- Brano da leggere:
———

Nel frattempo, per rispondere alle pressioni del suo stesso elettorato, Trump ha ordinato alla procuratrice generale Pam Bondi di chiedere il dissequestro delle testimonianze del grand jury nel caso Epstein, alimentando le teorie complottiste su una presunta lista segreta di clienti. La richiesta, formalizzata a New York, si basa su un "ampio interesse pubblico", ma non è chiaro se verrà accolta né se i documenti potranno confermare le ipotesi rilanciate dai sostenitori del movimento Maga.
Intanto, un giudice federale ha bloccato l'applicazione dell'ordine esecutivo con cui il presidente degli Stati Uniti Donald Trump intendeva punire chi collabora con la Corte penale internazionale (Cpi). Lo riferiscono i media americani. Il 6 febbraio, Trump aveva autorizzato sanzioni economiche nei confronti di quanti lavorano alle indagini della Cpi sui cittadini statunitensi o sugli alleati degli Usa, come Israele. In aprile due attivisti dei diritti umani avevano fatto ricorso in tribunale e la giudice Nancy Torresen ha dato loro ragione.

———

- Materiale:
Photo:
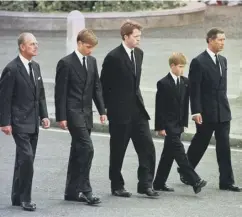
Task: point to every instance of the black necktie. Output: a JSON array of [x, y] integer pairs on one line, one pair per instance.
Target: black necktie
[[31, 74], [178, 85], [84, 64], [132, 60], [217, 64]]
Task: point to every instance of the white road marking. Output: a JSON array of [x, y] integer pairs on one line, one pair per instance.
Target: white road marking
[[107, 136]]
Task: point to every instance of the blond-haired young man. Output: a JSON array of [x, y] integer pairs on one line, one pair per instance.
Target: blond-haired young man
[[77, 84]]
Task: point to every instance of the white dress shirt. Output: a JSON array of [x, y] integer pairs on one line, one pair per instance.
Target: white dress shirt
[[175, 77], [25, 62], [80, 56], [212, 55], [128, 50]]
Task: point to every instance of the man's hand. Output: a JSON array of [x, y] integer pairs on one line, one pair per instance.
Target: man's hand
[[197, 118], [63, 125], [103, 118], [45, 123], [162, 133], [7, 130]]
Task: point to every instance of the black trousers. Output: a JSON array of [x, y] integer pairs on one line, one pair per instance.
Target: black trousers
[[24, 167], [200, 143], [174, 149], [138, 131], [80, 161]]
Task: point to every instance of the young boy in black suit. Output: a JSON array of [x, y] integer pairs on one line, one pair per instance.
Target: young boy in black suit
[[171, 116]]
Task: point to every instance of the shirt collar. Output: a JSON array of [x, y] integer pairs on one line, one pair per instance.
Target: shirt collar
[[24, 60], [127, 49], [211, 53], [80, 56], [174, 77]]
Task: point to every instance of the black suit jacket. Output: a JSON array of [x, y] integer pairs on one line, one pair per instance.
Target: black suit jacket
[[75, 90], [120, 84], [209, 89], [171, 106], [22, 103]]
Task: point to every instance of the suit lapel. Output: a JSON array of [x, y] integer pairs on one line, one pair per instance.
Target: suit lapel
[[182, 88], [173, 87], [138, 66], [212, 64], [25, 74], [77, 65], [36, 76], [90, 69], [127, 59]]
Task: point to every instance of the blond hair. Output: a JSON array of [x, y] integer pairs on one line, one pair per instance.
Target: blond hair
[[177, 58], [128, 26], [87, 36]]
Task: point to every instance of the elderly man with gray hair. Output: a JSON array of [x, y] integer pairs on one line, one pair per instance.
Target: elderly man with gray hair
[[23, 105]]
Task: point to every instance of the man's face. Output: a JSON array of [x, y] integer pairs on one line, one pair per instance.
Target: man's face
[[29, 47], [84, 48], [133, 39], [217, 44], [177, 69]]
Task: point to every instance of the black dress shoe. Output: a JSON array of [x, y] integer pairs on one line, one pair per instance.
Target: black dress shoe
[[230, 188], [164, 188], [28, 206], [71, 198], [89, 198], [182, 178], [199, 185], [16, 203], [121, 193], [149, 192]]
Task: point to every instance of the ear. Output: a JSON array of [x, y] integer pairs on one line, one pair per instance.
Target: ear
[[21, 46]]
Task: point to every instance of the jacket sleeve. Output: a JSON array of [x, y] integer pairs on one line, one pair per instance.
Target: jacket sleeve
[[160, 120], [106, 77], [97, 92], [7, 82], [61, 84], [195, 80], [43, 112]]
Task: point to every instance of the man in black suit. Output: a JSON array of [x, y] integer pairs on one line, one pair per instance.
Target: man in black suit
[[77, 84], [210, 108], [171, 116], [128, 118], [23, 103]]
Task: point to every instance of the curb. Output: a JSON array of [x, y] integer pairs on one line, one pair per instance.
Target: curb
[[235, 141], [193, 12]]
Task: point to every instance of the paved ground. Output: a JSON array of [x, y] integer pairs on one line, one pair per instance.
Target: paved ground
[[158, 45], [50, 175]]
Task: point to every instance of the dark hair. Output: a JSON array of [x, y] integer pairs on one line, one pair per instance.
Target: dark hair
[[128, 26], [212, 33]]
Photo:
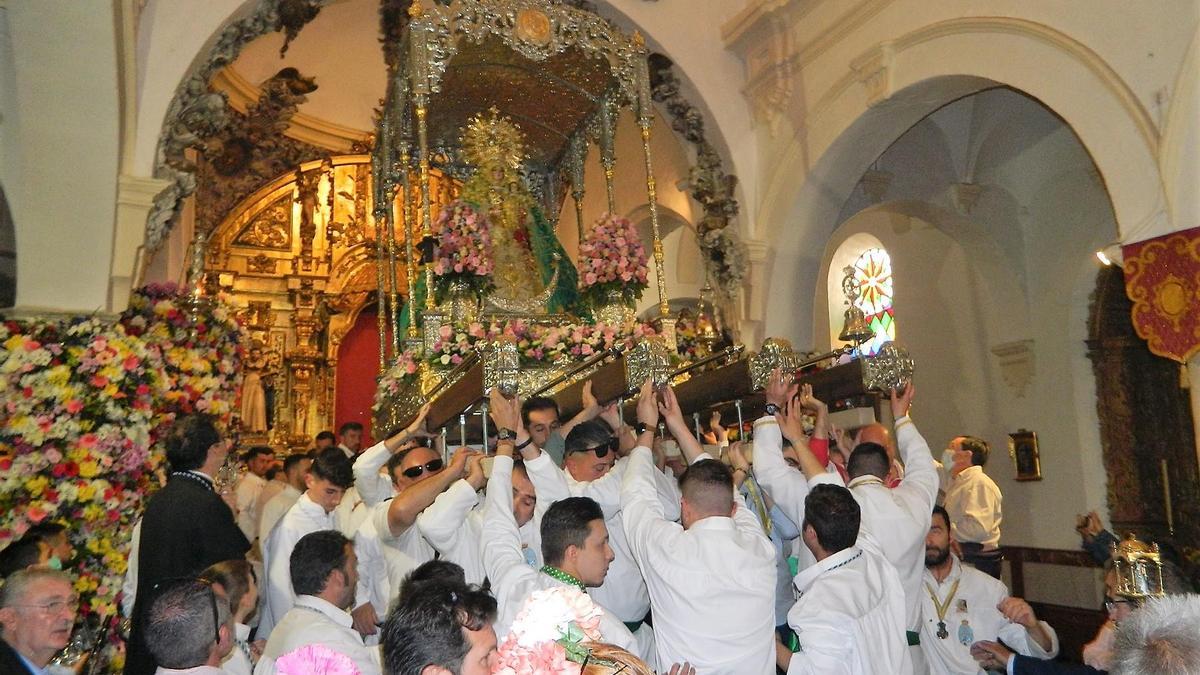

———

- Compiti da svolgere:
**A)** Riassuma sotto forma di elenco puntato il paragrafo del brano su Trump che inizia con «Intanto, un giudice federale», conservandone i fatti principali.
**B)** Secondo il brano su Trump, a chi ha ordinato il presidente di chiedere il dissequestro delle testimonianze del grand jury nel caso Epstein?
**C)** Prosegua il brano su Trump a partire dal punto in cui si interrompe.

- Risultati attesi:
**A)**
- Un giudice federale ha bloccato l'ordine esecutivo con cui Trump intendeva punire chi collabora con la Corte penale internazionale (Cpi), secondo quanto riferito dai media americani.
- Il 6 febbraio Trump aveva autorizzato sanzioni economiche contro chi lavora alle indagini della Cpi su cittadini statunitensi o su alleati degli Usa, come Israele.
- In aprile due attivisti dei diritti umani avevano presentato ricorso in tribunale.
- La giudice Nancy Torresen ha dato loro ragione.

**B)** Alla procuratrice generale Pam Bondi.

**C)**
Secondo il magistrato del Maine, il provvedimento del presidente viola il diritto costituzionale alla libertà di parola. "L'ordine esecutivo sembra limitare sostanzialmente la libertà di parola più del necessario", ha spiegato. Nel mirino dell'ordine esecutivo di Trump c'era soprattutto il procuratore della Cpi Karim Khan, che è britannico, ma a rischio sanzioni sono anche tutti coloro che collaborano alle indagini del tribunale dell'Aja. Come i due querelanti, Matthew Smith e Akila Radhakrishnan, che avevano assistito l'ufficio del procuratore della corte in inchieste in Bangladesh, Myanmar e Afghanistan.